▶ [ARTICLE]:
· · · ·
PETRUS LAURENTI DE SENIS ME PINXIT A.D. MCCCXXVIII(I).

The work, coming from the church of San Niccolò al Carmine in Siena, looks like a polyptych where in the central table we see the Virgin enthroned with child, flanked by San Nicola, dedicatee of the church of San Niccolò, and the Prophet Elijah, mythical founder of the Order of Carmelites, the friars who took care of the aforementioned church and the convent in Pian dei Mantellini.

A manifesto for the Carmelite Order

For this mendicant Order – which spread in Europe later than the primitive Franciscans and Dominicans – Lorenzetti’s polyptych represented a veritable propaganda manifesto, since, in addition to the central panels with the saints, it is in the predella that the story of the legendary foundation of the Carmelites unfolds.
· · · ·
▶ [ENTRIES SHOWN]:
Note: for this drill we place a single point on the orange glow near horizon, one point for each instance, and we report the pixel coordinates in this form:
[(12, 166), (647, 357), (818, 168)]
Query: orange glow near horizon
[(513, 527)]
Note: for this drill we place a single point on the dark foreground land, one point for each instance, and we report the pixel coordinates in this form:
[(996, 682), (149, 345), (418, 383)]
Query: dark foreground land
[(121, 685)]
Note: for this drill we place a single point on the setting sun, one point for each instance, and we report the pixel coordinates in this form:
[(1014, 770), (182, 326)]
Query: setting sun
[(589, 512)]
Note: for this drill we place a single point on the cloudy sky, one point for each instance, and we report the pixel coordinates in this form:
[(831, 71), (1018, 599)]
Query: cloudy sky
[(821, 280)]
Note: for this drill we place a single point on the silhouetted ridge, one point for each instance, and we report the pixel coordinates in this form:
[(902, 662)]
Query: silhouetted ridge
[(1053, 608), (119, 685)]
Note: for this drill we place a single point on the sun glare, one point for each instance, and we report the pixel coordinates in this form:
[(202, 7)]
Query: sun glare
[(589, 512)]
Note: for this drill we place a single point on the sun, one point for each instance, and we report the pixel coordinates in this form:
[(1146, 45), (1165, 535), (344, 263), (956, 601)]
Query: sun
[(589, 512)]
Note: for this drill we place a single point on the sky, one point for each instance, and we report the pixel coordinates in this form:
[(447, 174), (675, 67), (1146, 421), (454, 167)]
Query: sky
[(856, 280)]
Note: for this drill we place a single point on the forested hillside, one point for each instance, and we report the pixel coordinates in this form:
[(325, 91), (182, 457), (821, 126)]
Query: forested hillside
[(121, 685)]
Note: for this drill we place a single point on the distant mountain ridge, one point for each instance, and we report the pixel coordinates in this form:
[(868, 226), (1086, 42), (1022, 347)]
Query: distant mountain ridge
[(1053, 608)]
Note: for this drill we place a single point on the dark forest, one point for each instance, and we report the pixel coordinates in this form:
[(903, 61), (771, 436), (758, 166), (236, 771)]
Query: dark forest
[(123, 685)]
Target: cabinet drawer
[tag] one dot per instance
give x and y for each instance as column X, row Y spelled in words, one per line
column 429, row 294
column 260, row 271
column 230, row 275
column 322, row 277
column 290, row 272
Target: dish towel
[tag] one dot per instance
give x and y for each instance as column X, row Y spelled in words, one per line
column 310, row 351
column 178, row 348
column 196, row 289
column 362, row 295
· · · ·
▶ [WORK INSTRUCTIONS]:
• A. Answer these questions from the passage on the Carmelite polyptych:
(i) From which church does the work come?
(ii) Which two figures flank the Virgin enthroned with child?
(iii) In which part of the work does the story of the legendary foundation of the Carmelites unfold?
• B. Write out everything from "The work, coming" down to "the Carmelites unfolds." in the passage on the Carmelite polyptych again, substituting "altarpiece" for "polyptych".

▶ [LIST OF SOLUTIONS]:
• A.
(i) The church of San Niccolò al Carmine in Siena.
(ii) San Nicola and the Prophet Elijah.
(iii) The predella.

• B.
The work, coming from the church of San Niccolò al Carmine in Siena, looks like a altarpiece where in the central table we see the Virgin enthroned with child, flanked by San Nicola, dedicatee of the church of San Niccolò, and the Prophet Elijah, mythical founder of the Order of Carmelites, the friars who took care of the aforementioned church and the convent in Pian dei Mantellini.

A manifesto for the Carmelite Order

For this mendicant Order – which spread in Europe later than the primitive Franciscans and Dominicans – Lorenzetti’s altarpiece represented a veritable propaganda manifesto, since, in addition to the central panels with the saints, it is in the predella that the story of the legendary foundation of the Carmelites unfolds.